[Dataset rows]
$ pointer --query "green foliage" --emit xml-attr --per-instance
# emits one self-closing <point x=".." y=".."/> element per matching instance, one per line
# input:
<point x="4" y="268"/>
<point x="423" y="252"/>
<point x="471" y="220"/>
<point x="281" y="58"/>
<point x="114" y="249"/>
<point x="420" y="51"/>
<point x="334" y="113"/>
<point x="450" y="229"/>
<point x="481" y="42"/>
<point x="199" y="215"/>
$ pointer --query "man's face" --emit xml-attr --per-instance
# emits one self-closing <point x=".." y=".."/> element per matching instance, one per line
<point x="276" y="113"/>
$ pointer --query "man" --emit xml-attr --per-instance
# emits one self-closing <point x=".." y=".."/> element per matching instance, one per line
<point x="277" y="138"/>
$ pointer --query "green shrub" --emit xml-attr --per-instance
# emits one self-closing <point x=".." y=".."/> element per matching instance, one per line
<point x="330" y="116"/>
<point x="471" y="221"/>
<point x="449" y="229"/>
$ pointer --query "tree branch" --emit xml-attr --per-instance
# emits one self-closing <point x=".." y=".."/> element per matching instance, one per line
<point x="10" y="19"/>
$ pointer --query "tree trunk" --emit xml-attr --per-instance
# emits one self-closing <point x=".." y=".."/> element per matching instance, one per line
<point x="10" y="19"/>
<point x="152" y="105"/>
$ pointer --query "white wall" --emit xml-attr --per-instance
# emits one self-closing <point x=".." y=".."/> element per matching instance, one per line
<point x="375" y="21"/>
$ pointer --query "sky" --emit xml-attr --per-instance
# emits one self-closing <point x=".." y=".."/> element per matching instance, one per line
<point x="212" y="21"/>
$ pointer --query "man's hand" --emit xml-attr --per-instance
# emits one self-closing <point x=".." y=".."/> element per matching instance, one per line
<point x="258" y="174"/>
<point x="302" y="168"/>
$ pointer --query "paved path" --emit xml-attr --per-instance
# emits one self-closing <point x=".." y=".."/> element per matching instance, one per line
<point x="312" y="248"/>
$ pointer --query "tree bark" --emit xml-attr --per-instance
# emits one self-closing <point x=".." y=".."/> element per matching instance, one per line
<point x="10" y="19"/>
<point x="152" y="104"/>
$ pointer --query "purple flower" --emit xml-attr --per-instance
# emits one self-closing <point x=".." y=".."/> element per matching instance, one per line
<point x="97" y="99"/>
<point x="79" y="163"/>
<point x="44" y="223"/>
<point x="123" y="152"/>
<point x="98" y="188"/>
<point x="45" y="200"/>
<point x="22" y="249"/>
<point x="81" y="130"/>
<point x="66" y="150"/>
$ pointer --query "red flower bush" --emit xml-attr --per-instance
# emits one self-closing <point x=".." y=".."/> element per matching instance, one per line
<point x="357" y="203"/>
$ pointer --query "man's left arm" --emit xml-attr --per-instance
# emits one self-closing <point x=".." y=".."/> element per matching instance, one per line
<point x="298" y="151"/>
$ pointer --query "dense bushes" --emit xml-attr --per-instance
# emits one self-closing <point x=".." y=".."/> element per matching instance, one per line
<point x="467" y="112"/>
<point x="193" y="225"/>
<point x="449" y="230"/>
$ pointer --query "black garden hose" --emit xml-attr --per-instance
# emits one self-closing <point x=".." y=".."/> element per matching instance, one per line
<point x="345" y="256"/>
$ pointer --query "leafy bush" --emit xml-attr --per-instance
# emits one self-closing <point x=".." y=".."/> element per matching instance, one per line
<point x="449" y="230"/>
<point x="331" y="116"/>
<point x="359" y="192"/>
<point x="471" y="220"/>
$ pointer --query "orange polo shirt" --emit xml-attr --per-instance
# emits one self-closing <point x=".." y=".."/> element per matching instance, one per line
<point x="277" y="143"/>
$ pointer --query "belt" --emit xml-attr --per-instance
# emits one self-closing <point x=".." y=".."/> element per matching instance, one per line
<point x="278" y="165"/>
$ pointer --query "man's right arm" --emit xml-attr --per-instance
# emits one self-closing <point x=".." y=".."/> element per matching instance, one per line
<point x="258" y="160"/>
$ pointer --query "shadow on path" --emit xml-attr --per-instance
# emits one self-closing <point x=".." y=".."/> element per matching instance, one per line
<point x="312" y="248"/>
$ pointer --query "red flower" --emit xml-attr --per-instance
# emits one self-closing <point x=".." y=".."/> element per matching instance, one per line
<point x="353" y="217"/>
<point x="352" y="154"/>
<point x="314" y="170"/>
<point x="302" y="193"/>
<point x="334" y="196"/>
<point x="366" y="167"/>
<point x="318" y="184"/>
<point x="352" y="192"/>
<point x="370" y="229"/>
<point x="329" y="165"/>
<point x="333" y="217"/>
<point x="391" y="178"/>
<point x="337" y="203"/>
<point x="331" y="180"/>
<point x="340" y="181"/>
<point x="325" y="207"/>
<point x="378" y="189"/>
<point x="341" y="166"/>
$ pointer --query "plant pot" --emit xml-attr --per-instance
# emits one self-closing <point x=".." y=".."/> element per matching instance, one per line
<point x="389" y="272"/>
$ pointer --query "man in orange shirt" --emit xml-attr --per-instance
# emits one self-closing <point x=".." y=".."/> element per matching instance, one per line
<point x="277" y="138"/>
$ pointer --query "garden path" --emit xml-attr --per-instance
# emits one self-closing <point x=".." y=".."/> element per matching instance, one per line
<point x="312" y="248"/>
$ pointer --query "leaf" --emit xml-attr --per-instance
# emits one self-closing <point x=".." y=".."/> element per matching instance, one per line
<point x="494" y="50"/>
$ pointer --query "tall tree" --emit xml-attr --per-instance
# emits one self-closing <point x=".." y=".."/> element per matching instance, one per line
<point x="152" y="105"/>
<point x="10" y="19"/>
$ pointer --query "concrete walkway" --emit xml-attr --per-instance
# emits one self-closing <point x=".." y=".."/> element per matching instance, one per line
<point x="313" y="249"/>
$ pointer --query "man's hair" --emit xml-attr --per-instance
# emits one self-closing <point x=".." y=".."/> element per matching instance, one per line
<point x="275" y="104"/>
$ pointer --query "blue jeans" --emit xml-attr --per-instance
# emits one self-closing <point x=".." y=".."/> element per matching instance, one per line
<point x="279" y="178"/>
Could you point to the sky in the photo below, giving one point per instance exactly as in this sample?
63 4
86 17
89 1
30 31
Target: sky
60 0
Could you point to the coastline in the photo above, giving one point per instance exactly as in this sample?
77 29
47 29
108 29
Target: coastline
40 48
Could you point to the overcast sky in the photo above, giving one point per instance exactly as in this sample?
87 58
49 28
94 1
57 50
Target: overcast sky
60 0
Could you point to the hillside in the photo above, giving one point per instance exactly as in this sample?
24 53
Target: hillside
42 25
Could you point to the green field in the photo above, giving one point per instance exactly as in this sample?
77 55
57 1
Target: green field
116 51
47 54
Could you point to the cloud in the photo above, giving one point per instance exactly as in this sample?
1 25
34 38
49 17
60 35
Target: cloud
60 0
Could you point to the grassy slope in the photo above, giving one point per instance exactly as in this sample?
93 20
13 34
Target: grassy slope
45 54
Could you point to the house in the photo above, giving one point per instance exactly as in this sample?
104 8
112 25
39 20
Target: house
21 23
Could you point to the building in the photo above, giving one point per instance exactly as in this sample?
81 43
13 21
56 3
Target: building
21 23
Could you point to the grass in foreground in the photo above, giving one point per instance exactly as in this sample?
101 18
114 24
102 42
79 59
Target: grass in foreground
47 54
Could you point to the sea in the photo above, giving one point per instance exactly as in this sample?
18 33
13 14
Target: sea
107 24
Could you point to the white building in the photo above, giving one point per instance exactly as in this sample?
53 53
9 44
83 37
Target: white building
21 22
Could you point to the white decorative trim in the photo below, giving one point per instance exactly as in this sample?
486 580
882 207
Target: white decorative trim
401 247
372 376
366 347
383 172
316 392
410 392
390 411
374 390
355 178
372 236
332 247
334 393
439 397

Your objective: Retype exactly, please, each line from the line that contains "Could you point to the green" through the last line of the entries above, with nothing added.

Finished answer:
Could you point to the green field in the photo above, giving one point per instance exactly as in this sample?
77 55
57 1
Target: green field
116 51
47 54
Could you point to the cloud in the photo above, giving one point per instance exactly as in this sample?
1 25
34 38
49 17
60 35
Target: cloud
60 0
Could you point to the grassy slope in the photo above, giving one point per instance exactly as in this sample?
93 20
13 34
Target: grassy slope
45 54
Could you point to the house in the photo above, giving one point per instance exactly as in this sample?
104 8
112 25
39 20
Target: house
21 23
Could you point to the building in the photo above, giving one point per instance exactly as in this sample?
81 43
13 21
56 3
Target: building
21 23
Could you point to the grass in foreground in the photo above, giving one point per instance exactly as in this sample?
101 18
114 24
102 42
79 59
Target: grass in foreground
47 54
Could you point to the sea in the photo above, giving one point per instance exactly as in this sample?
18 33
13 14
Target: sea
107 24
Could you point to the white building in the photo above, giving one point per instance exactly as in this sample?
53 53
9 44
83 37
Target: white building
21 22
Could you point to the white decorative trim in the photo below, giving one point per instance exactly as in this sample?
486 580
882 207
Target: white decorative trim
401 247
372 376
366 347
383 172
316 392
410 392
390 411
374 390
355 178
372 236
332 247
334 393
439 397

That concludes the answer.